If you haven’t seen the Arlene ABEND retrospective, Resin-ating Metal, which opened at Edgewood Gallery at 216 Tecumsah Road on November 5th, you’ve still got all of December to see it, because it’ll be on view through New Year’s Eve. A survey of more than three decades worth of Abend’s sculpture – in cut, cast and incised steel, bronze and other metals plus the later, ground-breaking cast resin pieces – is a lot to shoehorn into such a small gallery, but this exhibition of 33 pieces has been managed pretty successfully. Well, make that 36 pieces – because the three large, circular wall pieces sold almost immediately. Gallery owner and curator Cheryl Chappell asked Abend to make replacements, which she delivered last Saturday – by mid-afternoon two of those sold too.

On Tuesday morning, Abend said, “These were some of the most difficult pieces to do, because they are deceptively simple – every element has such an impact. And it’s a kind of silent conversation between myself and the materials – I pick a hanging point, but they really find their own balance as I make them. And it was a total surprise that people would enjoy them so much! I had thrown these pieces on the floor a couple years ago – they were scrap metal and I wasn’t really doing wall sculptures much anymore. But at Cheryl’s gentle urging I made these.”

Although as curator Chappell picked most of the pieces and decided upon the exhibition’s floor-plan, Abend insisted on including one piece depicting Adam and Eve in the Garden of Eden (the snake is there too), an almost-life size upright piece made of a single sheet of steel that, bent and folded, presents front, side profile and back views of the couple.

Abend calls it a “big plasma cut,” referencing the torch conventionally used to cut steel, which she has adapted for the intricate, lacey cut-outs of garden vegetation and surface incisions that depict the couple and so resemble drawing with a brush. Years ago, before the need to work in three dimensions overtook her, Abend primarily made drawings and paintings, and this piece reminds us of her facility as a graphic artist.

“Well, I make very good rear ends,” she laughed. “But you do need to be able to draw when you work as much on commission as I have. Your client needs to see what you’re only describing, so I make drawings or maquettes. Then I have to become my own fabricator and make the piece and sometimes that is more mechanical. Although I would say that commissions push me in a way that has led me into new areas – when I have to design in terms of the context where a piece will be and consider things I wouldn’t if I were just doing something for myself.”

Abend also wanted to point out the arresting three-part wall sculpture Remnants, made in 2005, three oblong pieces of cast bronze with parts of her face emerging in pieces from each surface. I remembered seeing this in her studio when I had first visited and found it retains its hold now.

“This started out as wax remnants from something else,” she commented, “and it just wanted to be made. It’s so different from the original piece – really very dark and distorted and emotional. I had an idea of the patina I wanted but I rushed it and it turned green on me.”

------------------------------------------------

▸ **Exercise prompt**
Can you repeat word for word the part of the Arlene Abend exhibition piece from "Abend also wanted" up to and including "its hold now."? The records that come next are separate material and have nothing to do with the Arlene Abend exhibition piece.

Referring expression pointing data
------------------------------------------------

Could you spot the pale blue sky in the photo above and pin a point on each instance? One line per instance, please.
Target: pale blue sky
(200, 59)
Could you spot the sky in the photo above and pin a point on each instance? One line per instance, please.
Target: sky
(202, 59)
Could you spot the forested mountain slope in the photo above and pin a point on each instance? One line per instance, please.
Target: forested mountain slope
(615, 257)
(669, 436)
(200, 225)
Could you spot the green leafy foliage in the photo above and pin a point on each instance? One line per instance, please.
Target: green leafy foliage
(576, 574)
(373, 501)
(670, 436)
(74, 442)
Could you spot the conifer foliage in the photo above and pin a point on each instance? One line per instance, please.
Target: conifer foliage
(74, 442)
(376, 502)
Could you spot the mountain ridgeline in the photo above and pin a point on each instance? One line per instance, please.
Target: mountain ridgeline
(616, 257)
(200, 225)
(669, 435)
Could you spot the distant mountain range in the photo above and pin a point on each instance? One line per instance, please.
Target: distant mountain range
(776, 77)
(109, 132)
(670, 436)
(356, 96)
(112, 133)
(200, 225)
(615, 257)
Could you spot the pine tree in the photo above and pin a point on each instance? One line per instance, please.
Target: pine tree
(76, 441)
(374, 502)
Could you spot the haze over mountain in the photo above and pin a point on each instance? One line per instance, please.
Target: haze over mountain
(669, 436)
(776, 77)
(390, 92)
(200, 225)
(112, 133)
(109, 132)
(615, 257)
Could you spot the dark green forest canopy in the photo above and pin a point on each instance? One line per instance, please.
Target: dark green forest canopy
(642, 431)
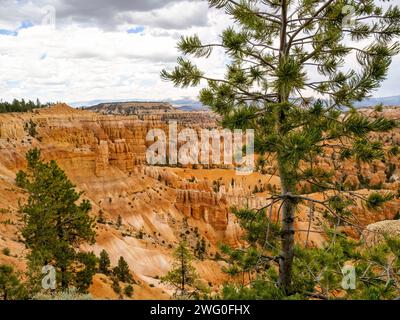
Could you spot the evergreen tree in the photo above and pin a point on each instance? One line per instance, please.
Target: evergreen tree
(122, 272)
(10, 286)
(183, 276)
(201, 249)
(128, 290)
(104, 262)
(119, 221)
(54, 223)
(84, 277)
(272, 50)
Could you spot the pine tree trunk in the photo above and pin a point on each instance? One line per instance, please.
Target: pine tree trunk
(287, 241)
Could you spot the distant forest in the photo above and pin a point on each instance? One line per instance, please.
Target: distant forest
(21, 106)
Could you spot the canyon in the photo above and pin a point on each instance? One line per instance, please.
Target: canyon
(103, 152)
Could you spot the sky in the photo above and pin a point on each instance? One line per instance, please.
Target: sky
(74, 50)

------------------------------------------------

▸ **Task solution**
Abend also wanted to point out the arresting three-part wall sculpture Remnants, made in 2005, three oblong pieces of cast bronze with parts of her face emerging in pieces from each surface. I remembered seeing this in her studio when I had first visited and found it retains its hold now.